* **EXERCISE BRIEF**:
Please write out everything from the line containing "Where can the hedgehog body" down to the line containing "<point>629,736</point>", multiplying each coordinate in the answer points by 0.65 and rounding to whole numbers, with halves rounded up. Keep every other line unchanged, including the sample points.

[start TASK INPUT]

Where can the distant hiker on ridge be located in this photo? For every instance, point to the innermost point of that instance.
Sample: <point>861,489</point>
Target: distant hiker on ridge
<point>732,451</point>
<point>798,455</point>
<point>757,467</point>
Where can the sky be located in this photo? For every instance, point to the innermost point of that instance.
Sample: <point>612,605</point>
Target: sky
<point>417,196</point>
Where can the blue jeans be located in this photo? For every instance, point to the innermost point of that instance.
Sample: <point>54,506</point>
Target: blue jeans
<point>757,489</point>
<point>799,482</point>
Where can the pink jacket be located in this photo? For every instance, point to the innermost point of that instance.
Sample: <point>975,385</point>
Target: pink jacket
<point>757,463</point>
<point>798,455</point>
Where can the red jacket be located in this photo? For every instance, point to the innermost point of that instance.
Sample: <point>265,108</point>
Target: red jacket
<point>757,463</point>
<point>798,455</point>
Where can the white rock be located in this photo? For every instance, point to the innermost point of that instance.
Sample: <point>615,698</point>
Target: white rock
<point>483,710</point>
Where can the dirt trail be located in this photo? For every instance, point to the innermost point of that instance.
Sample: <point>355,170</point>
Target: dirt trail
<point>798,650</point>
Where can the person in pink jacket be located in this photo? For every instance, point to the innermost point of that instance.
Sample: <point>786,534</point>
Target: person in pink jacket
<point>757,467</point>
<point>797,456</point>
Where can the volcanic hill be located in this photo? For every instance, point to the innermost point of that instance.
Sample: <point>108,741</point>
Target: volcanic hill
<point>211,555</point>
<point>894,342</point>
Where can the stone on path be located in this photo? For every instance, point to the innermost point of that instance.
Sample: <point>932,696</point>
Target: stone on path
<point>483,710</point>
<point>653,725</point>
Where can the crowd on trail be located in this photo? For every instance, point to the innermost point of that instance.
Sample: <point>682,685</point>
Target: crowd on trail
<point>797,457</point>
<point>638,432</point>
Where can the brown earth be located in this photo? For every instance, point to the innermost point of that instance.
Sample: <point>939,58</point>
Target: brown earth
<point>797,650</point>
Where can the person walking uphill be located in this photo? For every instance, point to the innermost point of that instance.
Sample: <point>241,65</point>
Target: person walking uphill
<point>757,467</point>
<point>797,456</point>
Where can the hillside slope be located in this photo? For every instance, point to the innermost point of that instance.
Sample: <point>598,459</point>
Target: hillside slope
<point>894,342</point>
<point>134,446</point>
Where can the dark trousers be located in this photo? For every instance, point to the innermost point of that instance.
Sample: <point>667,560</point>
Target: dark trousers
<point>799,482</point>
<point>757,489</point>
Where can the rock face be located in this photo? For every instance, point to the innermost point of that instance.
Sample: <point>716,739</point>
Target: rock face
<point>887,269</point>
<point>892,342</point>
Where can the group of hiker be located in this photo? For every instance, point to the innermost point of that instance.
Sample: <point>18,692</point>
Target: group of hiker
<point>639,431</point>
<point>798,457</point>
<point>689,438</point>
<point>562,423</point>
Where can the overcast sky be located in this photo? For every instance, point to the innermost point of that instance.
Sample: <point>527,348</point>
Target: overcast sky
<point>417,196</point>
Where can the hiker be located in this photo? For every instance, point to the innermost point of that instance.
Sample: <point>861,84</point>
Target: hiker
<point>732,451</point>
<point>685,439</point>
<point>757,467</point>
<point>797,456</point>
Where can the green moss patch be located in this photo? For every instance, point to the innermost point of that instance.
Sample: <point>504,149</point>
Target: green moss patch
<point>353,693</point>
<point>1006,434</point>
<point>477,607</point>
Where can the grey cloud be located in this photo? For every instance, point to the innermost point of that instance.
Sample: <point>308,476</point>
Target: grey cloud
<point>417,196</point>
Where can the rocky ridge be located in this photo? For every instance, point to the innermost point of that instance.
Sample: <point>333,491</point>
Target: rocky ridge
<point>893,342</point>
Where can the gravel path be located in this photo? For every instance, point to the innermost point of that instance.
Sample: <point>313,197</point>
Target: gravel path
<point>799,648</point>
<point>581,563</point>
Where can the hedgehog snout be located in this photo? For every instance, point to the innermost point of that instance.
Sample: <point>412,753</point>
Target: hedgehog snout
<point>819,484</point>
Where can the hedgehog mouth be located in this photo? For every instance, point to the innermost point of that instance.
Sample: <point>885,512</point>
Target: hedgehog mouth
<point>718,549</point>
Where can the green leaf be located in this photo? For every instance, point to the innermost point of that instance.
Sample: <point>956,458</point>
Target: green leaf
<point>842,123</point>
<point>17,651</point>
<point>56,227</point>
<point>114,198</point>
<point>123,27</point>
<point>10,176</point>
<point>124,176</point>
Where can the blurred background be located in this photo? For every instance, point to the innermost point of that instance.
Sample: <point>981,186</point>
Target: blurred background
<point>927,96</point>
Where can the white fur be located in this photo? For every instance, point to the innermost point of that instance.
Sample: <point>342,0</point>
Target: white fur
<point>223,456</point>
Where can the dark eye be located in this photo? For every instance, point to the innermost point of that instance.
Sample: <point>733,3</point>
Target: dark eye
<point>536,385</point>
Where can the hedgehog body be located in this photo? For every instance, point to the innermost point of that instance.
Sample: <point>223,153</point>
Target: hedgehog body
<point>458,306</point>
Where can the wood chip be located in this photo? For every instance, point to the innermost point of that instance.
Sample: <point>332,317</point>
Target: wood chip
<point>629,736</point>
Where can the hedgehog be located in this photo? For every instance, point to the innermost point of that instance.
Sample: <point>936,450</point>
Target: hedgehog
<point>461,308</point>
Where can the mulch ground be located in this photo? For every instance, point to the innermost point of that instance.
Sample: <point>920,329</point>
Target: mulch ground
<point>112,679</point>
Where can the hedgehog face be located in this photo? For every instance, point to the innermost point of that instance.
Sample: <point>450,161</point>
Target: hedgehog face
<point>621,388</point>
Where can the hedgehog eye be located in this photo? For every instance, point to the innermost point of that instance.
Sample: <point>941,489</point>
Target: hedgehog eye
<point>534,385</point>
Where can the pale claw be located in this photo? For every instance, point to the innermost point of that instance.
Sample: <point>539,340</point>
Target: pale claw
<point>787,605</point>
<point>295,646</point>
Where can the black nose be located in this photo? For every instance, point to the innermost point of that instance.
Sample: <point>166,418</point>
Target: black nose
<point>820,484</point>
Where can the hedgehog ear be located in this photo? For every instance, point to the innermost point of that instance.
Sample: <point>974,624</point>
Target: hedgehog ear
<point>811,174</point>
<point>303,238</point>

[end TASK INPUT]

* **RESULT FOR THIS EXERCISE**:
Where can the hedgehog body be located in this photo? For every instance, point to the innermost point of that instance.
Sample: <point>223,153</point>
Target: hedgehog body
<point>298,199</point>
Where can the wood chip be located in this photo? For every instance, point to the innermost point of that instance.
Sample: <point>332,317</point>
Target: wood chip
<point>409,478</point>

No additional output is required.